#### TO BE DONE
How many lines of the material below contain the string "forest", counting only matches in the same letter case? Reply with the number alone.

####################

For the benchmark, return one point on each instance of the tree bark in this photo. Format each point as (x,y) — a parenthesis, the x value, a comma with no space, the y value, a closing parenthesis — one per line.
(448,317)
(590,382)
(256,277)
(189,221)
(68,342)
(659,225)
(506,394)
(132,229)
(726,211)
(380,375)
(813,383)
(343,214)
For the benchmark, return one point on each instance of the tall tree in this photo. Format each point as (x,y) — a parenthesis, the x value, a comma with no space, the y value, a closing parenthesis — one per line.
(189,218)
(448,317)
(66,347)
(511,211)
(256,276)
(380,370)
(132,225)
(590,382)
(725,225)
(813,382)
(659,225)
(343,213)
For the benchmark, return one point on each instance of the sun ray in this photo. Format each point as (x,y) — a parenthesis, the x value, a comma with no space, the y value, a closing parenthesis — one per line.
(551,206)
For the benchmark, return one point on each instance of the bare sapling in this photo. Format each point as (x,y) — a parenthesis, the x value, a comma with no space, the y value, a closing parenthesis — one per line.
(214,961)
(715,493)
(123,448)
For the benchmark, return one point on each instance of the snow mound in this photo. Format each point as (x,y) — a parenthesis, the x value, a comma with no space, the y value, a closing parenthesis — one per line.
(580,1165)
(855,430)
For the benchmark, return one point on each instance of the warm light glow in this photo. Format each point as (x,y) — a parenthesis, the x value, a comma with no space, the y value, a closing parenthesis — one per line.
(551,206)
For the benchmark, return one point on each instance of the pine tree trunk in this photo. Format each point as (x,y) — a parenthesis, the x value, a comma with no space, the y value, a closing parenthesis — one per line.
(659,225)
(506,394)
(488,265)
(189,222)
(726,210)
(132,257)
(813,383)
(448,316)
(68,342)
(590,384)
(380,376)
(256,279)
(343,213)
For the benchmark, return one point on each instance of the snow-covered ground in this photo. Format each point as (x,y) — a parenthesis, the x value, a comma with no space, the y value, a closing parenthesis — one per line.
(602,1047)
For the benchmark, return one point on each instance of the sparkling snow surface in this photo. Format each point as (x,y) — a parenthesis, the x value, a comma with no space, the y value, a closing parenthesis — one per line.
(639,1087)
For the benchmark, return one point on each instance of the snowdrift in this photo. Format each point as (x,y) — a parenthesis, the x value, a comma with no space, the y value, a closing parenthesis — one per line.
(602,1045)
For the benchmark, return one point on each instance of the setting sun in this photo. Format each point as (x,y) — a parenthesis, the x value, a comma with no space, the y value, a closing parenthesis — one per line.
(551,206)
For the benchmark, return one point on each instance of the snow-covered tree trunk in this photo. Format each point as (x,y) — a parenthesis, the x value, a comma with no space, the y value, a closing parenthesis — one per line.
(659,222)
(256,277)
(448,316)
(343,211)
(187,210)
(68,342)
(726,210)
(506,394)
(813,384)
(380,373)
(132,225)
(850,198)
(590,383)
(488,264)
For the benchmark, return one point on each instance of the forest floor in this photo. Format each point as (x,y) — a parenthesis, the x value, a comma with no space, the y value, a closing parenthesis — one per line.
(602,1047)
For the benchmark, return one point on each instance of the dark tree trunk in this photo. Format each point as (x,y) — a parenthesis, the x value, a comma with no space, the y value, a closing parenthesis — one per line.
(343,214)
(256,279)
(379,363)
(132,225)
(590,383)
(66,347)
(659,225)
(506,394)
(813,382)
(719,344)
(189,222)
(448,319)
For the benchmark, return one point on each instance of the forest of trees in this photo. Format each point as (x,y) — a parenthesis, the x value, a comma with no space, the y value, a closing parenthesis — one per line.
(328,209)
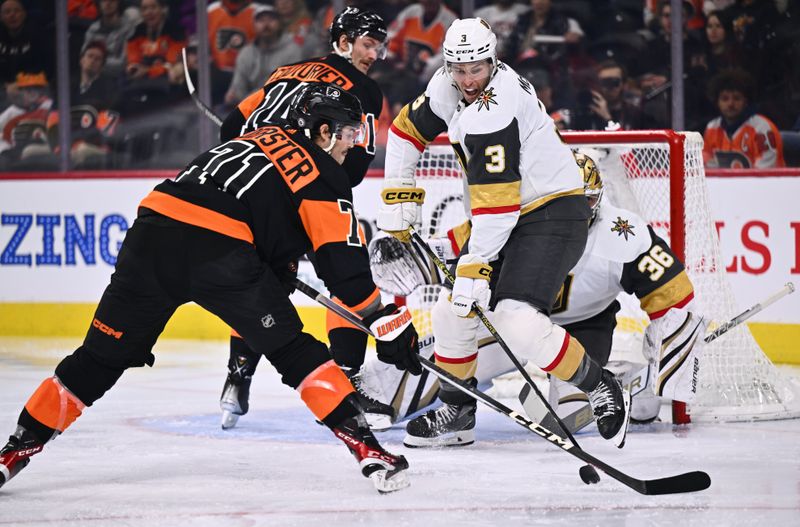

####################

#### WRITTEN SOLUTION
2